WHAT THE EXERCISE ASKS — Can you give the rows again, starting with the line with "Tag the white" and going on through the line with "<point>69,30</point>", changing "white wall" to "painted wall" and leaving everything else as it is?

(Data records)
>> START

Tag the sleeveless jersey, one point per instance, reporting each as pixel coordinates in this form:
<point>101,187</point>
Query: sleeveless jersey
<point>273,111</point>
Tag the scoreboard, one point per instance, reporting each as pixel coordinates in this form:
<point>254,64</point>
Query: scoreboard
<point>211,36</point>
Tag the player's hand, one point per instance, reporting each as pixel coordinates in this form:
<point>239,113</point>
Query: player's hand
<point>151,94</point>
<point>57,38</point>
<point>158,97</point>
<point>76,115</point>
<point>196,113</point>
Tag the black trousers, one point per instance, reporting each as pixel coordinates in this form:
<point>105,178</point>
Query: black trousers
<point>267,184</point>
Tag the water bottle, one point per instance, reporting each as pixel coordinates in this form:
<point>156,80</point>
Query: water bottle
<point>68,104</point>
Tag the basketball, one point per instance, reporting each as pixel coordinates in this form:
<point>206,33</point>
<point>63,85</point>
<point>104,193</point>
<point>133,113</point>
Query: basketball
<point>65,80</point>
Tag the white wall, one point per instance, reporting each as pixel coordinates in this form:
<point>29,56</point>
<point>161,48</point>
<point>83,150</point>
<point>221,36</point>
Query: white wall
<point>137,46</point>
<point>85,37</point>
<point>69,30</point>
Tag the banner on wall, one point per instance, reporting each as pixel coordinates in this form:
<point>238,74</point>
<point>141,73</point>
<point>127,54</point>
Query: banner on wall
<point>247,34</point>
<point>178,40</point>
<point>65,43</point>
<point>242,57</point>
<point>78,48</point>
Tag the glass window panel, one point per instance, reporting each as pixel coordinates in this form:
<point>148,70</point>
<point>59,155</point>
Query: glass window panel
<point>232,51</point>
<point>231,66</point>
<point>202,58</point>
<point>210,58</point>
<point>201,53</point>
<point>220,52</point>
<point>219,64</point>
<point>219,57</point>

>> END

TASK ANSWER —
Tag the painted wall, one point per instance, reporting each as pixel coordinates in this form:
<point>29,56</point>
<point>161,48</point>
<point>83,150</point>
<point>221,36</point>
Query: painted wall
<point>137,46</point>
<point>85,37</point>
<point>69,30</point>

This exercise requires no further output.